WHAT THE EXERCISE ASKS = Print all the entries verbatim.

-- Start of MATERIAL SHOWN --

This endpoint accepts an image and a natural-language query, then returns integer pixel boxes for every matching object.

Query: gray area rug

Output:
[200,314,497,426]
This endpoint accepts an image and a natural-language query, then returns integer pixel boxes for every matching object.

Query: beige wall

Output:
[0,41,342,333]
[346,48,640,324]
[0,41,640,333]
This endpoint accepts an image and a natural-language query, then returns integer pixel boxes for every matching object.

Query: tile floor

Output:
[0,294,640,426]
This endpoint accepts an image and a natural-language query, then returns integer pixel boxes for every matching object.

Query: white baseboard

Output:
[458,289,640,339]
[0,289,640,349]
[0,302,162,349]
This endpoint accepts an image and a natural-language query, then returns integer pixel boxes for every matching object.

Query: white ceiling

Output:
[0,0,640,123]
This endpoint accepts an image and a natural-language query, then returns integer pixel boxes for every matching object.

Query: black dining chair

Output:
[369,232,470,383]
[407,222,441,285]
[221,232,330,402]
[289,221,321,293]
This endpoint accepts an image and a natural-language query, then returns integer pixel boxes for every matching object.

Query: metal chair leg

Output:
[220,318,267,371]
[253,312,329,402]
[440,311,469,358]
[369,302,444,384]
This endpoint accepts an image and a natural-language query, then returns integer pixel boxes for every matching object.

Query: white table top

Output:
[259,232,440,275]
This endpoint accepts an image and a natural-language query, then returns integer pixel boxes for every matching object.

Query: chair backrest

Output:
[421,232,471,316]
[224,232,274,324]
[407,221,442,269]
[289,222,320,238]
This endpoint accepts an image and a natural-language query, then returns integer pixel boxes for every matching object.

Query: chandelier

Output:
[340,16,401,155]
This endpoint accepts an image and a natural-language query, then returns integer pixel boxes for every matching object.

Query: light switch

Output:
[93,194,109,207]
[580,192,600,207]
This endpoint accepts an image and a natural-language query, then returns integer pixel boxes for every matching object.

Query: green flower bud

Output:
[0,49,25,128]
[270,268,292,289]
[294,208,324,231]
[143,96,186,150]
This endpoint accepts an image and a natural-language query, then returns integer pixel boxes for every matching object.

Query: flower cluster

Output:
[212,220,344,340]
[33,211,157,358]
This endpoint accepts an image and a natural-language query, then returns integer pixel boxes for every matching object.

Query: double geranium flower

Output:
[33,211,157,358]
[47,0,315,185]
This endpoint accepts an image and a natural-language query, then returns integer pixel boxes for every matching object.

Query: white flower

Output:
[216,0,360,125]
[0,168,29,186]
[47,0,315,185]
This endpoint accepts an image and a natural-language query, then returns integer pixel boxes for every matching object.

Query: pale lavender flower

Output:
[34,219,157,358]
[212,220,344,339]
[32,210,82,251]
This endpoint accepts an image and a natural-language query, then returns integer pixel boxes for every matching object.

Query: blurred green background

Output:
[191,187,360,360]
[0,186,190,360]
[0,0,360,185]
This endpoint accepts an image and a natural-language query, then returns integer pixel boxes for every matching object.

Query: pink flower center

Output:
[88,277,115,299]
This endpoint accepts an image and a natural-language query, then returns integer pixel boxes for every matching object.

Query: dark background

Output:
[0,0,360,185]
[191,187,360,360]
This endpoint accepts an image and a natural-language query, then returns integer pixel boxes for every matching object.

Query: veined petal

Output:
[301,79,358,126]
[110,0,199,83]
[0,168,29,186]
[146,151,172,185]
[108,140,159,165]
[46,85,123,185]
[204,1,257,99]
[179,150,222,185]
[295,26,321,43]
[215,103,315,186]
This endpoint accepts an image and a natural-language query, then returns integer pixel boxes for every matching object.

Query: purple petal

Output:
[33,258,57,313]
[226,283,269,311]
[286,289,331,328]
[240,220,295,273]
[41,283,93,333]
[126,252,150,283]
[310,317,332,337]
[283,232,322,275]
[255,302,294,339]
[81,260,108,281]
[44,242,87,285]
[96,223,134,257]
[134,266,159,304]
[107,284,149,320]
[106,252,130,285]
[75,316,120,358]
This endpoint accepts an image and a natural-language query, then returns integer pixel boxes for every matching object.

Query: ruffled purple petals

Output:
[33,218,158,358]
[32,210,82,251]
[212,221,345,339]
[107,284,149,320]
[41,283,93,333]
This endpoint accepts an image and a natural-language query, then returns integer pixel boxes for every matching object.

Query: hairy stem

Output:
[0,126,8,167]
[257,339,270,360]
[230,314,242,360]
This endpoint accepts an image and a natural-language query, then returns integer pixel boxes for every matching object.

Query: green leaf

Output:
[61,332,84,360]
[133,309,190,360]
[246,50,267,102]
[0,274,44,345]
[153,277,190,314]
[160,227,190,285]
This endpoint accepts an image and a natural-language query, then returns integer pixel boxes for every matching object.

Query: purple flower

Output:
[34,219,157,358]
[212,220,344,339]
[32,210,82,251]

-- End of MATERIAL SHOWN --

RESPONSE FOR THIS EXERCISE =
This endpoint accepts an image and a natural-language query, then returns integer pixel boxes for every matching object.

Query: gray area rug

Output:
[200,314,497,426]
This endpoint accepts an image and a natural-language query, then returns integer pixel boxes for every matching object.

Query: beige wall

Output:
[0,41,342,333]
[346,48,640,324]
[0,41,640,333]
This endpoint accepts an image and a natural-language query, then returns integer pixel boxes for every matching object.

Query: tile floor

Output:
[0,294,640,426]
This endpoint accepts an image and a natural-language query, then returns integer pixel boxes for every matching object.

Query: white baseboard

Output:
[458,289,640,339]
[0,289,640,349]
[0,302,162,349]
This endpoint accepts an image and a natural-language query, then returns integer pixel boxes for every matching object.

Query: white ceiling

Output:
[0,0,640,123]
This endpoint accepts an image and a natural-language query, then returns integer pixel boxes for every matching object.

Query: black dining chair

Output:
[369,232,470,383]
[407,222,441,285]
[221,232,330,402]
[289,221,321,293]
This endpoint accepts an image and a natural-language query, then returns integer pixel boxes for every matching object.

Query: metal chair leg

Output:
[220,318,267,371]
[253,312,329,402]
[440,311,469,358]
[369,302,444,384]
This endpoint accepts an image and a natural-language query, then returns integer pixel boxes for every matching object.

Query: white table top

Output:
[259,232,440,275]
This endpoint accepts an image and a natural-language query, then returns integer pixel boxes for every matching object.

Query: chair backrest

Output:
[421,232,471,316]
[224,232,274,324]
[407,221,442,269]
[289,222,320,238]
This endpoint accepts an image and a natural-language query, then returns integer pixel boxes for every matching object.

Query: chandelier

Output:
[340,16,401,155]
This endpoint accepts an image and a natural-language query, then returns integer pixel boxes for every matching object.

Query: light switch

Output:
[93,194,109,207]
[580,192,600,207]
This endpoint accepts an image and a natural-language query, then returns integer pixel boxes for every matching object.

Query: green flower bud

Output:
[0,49,25,128]
[270,268,292,289]
[294,208,324,231]
[143,96,186,150]
This endpoint accepts an image and a natural-language query, then returns integer pixel boxes for every matching object.

Query: flower cluster

Output:
[212,220,344,340]
[33,211,157,358]
This endpoint accepts an image and a natural-language query, then returns integer pixel boxes for every matching object.

Query: double geranium flower

Output:
[33,211,157,358]
[47,0,315,185]
This endpoint accepts an image and a natural-language query, then returns integer pixel boxes for every matching object.

Query: white flower

Output:
[216,0,360,125]
[0,168,29,186]
[47,0,315,185]
This endpoint accepts an image and a natural-language query, then returns integer pixel boxes for every matching object.

Query: pale lavender flower

Output:
[34,219,157,358]
[212,220,344,339]
[32,210,82,251]
This endpoint accepts an image and a natural-language query, then returns integer pixel boxes for every matching object.

Query: blurred green background

Output:
[191,187,360,360]
[0,186,190,360]
[0,0,360,185]
This endpoint accepts an image and a natural-language query, then returns integer pixel boxes for every matching object.

Query: pink flower center

Output:
[88,277,115,299]
This endpoint accepts an image and a natural-language query, then returns integer pixel boxes for every matching object.

Query: dark background

Output:
[0,0,360,185]
[191,187,360,360]
This endpoint accepts an image and a natural-language query, then returns integer pixel boxes for every matching object.

Query: veined petal

Output:
[301,79,358,126]
[110,0,199,83]
[0,168,29,186]
[146,151,172,185]
[108,140,159,165]
[46,85,123,185]
[204,1,257,99]
[179,150,222,185]
[295,26,321,43]
[215,103,315,186]
This endpoint accepts an image and a natural-language query, then returns integer pixel boxes for every matching object.

Query: purple petal

Output:
[33,258,57,313]
[226,283,269,311]
[286,289,331,328]
[240,220,295,273]
[41,283,93,333]
[126,252,150,283]
[310,317,332,337]
[283,232,322,275]
[255,302,294,339]
[81,260,108,281]
[44,242,87,285]
[96,223,134,257]
[134,266,159,304]
[107,284,149,320]
[106,252,130,285]
[75,316,120,358]
This endpoint accepts an image and a natural-language query, then returns integer pixel boxes for every matching object.

Query: ruffled purple petals

Output:
[33,218,158,358]
[32,210,82,251]
[212,221,345,339]
[107,284,149,320]
[41,283,93,333]
This endpoint accepts an image and a natural-language query, then returns integer pixel boxes for every matching object.

Query: hairy stem

Output:
[0,126,8,167]
[257,339,270,360]
[230,314,242,360]
This endpoint accepts an image and a natural-language query, then returns integer pixel boxes for every matching object.

Query: green leaf

Output:
[61,332,84,360]
[133,309,190,360]
[246,50,267,102]
[0,274,44,345]
[153,277,190,314]
[160,227,190,285]
This endpoint accepts an image and a natural-language query, then returns integer pixel boxes for every matching object.

Query: purple flower

Output:
[34,219,157,358]
[212,220,344,339]
[32,210,82,251]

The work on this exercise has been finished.